Point annotation dataset items:
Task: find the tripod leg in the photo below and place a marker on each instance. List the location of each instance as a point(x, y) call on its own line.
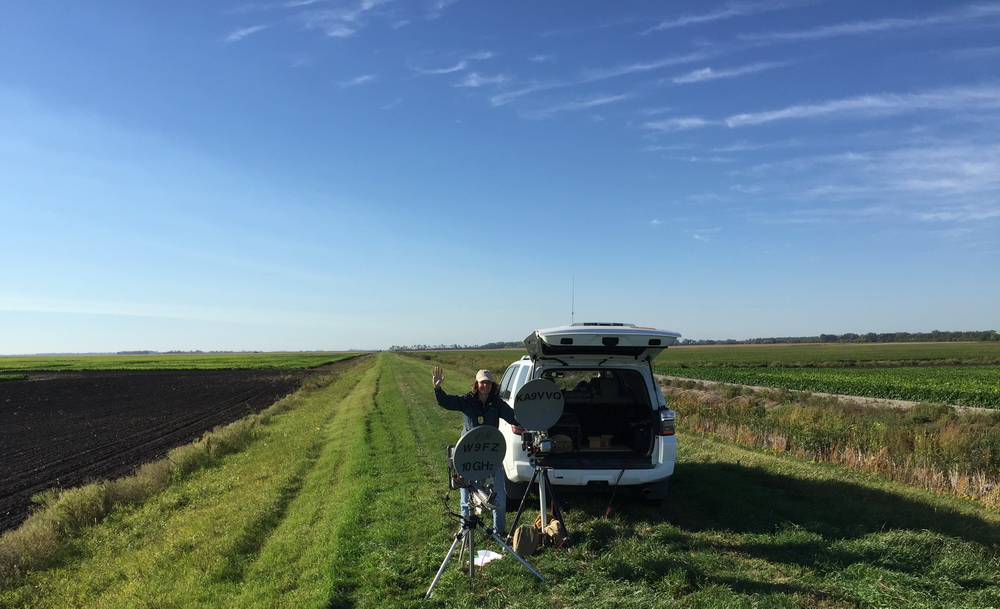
point(557, 513)
point(458, 537)
point(514, 554)
point(472, 552)
point(520, 508)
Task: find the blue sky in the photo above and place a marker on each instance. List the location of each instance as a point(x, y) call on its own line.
point(325, 175)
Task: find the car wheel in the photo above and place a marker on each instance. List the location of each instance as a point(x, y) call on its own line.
point(655, 492)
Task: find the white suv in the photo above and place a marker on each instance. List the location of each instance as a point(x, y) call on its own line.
point(615, 427)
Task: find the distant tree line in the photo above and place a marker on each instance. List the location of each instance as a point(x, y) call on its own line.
point(937, 336)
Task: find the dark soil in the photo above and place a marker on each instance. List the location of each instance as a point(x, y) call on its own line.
point(63, 429)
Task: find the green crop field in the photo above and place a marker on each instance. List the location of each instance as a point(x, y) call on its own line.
point(831, 354)
point(953, 373)
point(181, 361)
point(336, 499)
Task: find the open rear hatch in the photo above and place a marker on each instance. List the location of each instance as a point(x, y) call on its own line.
point(607, 339)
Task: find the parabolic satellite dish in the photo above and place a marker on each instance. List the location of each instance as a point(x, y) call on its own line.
point(538, 405)
point(479, 453)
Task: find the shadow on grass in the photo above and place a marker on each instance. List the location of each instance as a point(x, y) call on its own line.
point(741, 499)
point(750, 513)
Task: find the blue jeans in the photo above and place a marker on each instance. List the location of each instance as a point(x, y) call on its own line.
point(499, 514)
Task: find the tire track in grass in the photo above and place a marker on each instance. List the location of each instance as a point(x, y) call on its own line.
point(309, 560)
point(251, 541)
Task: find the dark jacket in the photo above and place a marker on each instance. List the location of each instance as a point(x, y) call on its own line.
point(474, 412)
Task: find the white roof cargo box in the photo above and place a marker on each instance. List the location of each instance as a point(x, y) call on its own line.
point(605, 339)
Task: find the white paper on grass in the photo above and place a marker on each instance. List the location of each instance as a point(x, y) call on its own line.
point(484, 557)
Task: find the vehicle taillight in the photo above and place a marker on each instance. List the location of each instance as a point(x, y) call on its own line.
point(667, 417)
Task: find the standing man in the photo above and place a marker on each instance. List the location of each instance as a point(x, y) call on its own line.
point(481, 406)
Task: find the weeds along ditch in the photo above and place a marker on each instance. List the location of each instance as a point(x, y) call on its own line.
point(336, 500)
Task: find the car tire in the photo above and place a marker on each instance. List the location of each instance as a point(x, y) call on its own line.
point(655, 492)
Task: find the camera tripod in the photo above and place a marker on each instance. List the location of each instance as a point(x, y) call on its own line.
point(545, 491)
point(466, 534)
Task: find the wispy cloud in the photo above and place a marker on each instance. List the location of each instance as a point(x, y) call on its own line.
point(727, 12)
point(598, 75)
point(645, 66)
point(358, 81)
point(242, 33)
point(939, 181)
point(986, 97)
point(474, 79)
point(959, 99)
point(972, 14)
point(706, 74)
point(461, 64)
point(583, 104)
point(684, 123)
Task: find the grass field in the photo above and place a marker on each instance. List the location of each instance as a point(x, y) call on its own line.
point(185, 361)
point(337, 501)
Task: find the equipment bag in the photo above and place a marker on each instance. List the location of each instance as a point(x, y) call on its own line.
point(526, 540)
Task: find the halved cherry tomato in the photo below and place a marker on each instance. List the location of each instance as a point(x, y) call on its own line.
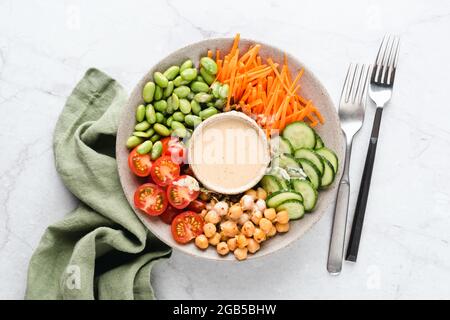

Written problem:
Copy out all of the items above with every "marker" swapped for "pin" and nothing else altered. Leave the pictures out of your copy.

Solution to this task:
Task: find the tripod leg in the photo below and place a pin on each instance. List the location of each instance as a point(x, y) call on its own line.
point(557, 513)
point(458, 537)
point(514, 554)
point(472, 552)
point(520, 508)
Task: find the blue sky in the photo above and place a pin on each instance. List the location of each instance as a point(x, y) call on its own line.
point(325, 175)
Task: find the car wheel in the photo above and place a pin on each instance. List the location of each instance as a point(x, y) call on its own line.
point(655, 492)
Task: find the white suv in the photo above and place a pin on each instance. List the location of each instance as a point(x, y) call on its own line.
point(615, 427)
Task: find the distant tree line in the photo above and place a pin on each instance. List the location of each instance as a point(x, y) call on its own line.
point(937, 336)
Task: find the dark soil in the photo above and place a pin on each instance. List the location of each instance as a point(x, y) call on its own line.
point(63, 429)
Task: find the green crop field in the photo above and place a pin on each instance. List the location of each instance as a point(x, y) call on its own line.
point(831, 354)
point(953, 373)
point(181, 361)
point(336, 499)
Task: find the open rear hatch in the photo above and place a pin on each instance. List the location of each instance as a point(x, y) call on its own line.
point(607, 339)
Task: find the parabolic satellite dish in the photo above and place a pin on each instance. List the location of each instance as a point(x, y) call on its own line.
point(538, 405)
point(479, 453)
Task: find the shadow on grass in the photo above and place a pin on each instance. List the location of each instance as a point(x, y) call on its own line.
point(741, 499)
point(750, 513)
Task: find the blue jeans in the photo above and place a pin on each instance. List the location of each instance as a point(x, y) call on its own line.
point(499, 514)
Task: find the tire track in grass in the photo above and place a pin on each instance. List the location of each instance as a point(x, y) call on its own line.
point(309, 560)
point(251, 541)
Task: find the dark jacket in the photo above and place a pin on each instance. List the location of each instance as a point(x, y) call on its own line.
point(474, 412)
Task: find the white roof cargo box in the photo above and place a pin on each instance. List the location of each instance as a point(x, y) call on its own line.
point(605, 339)
Task: find the white paper on grass in the photo above and place a pin on each instance. List the location of each instance as a point(x, y) call on its own line.
point(484, 557)
Task: find the vehicle taillight in the photo above and place a pin on each instance. List the location of each instance as a point(x, y) call on its own line.
point(667, 417)
Task: find the standing man in the photo above and place a pin on each instance. List the location of each instance as a point(x, y) call on its own line.
point(481, 406)
Task: find the weeds along ditch in the photo above and place a pin on each instance. List the location of each instance as a point(x, y) call on its own line.
point(336, 500)
Task: find the car tire in the photo above and place a pin on each instance. List the location of each instance as a point(x, y) call on its own line.
point(655, 492)
Task: find the camera tripod in the photo above and place a pin on each instance. List the location of each instance as a point(x, y) call on its own line.
point(545, 491)
point(466, 534)
Task: find the wispy cloud in the photo above and place a pin on each instance. List the location of each instance as a point(x, y) call on its own line.
point(727, 12)
point(598, 75)
point(645, 66)
point(358, 81)
point(242, 33)
point(939, 181)
point(986, 97)
point(474, 79)
point(959, 99)
point(972, 14)
point(706, 74)
point(461, 64)
point(583, 104)
point(684, 123)
Task: find the grass field in the photo above and place a pin on each instance. List the location of each instance as a point(x, y) call on its own line.
point(185, 361)
point(337, 501)
Task: find the equipment bag in the photo above and place a pin on each instance. List the location of each instance as a point(x, y) call on its own line.
point(526, 540)
Task: find the halved cherry tomato in the photo below and place a pin on each instance. List the location of each instance as a point(x, y) call on its own line.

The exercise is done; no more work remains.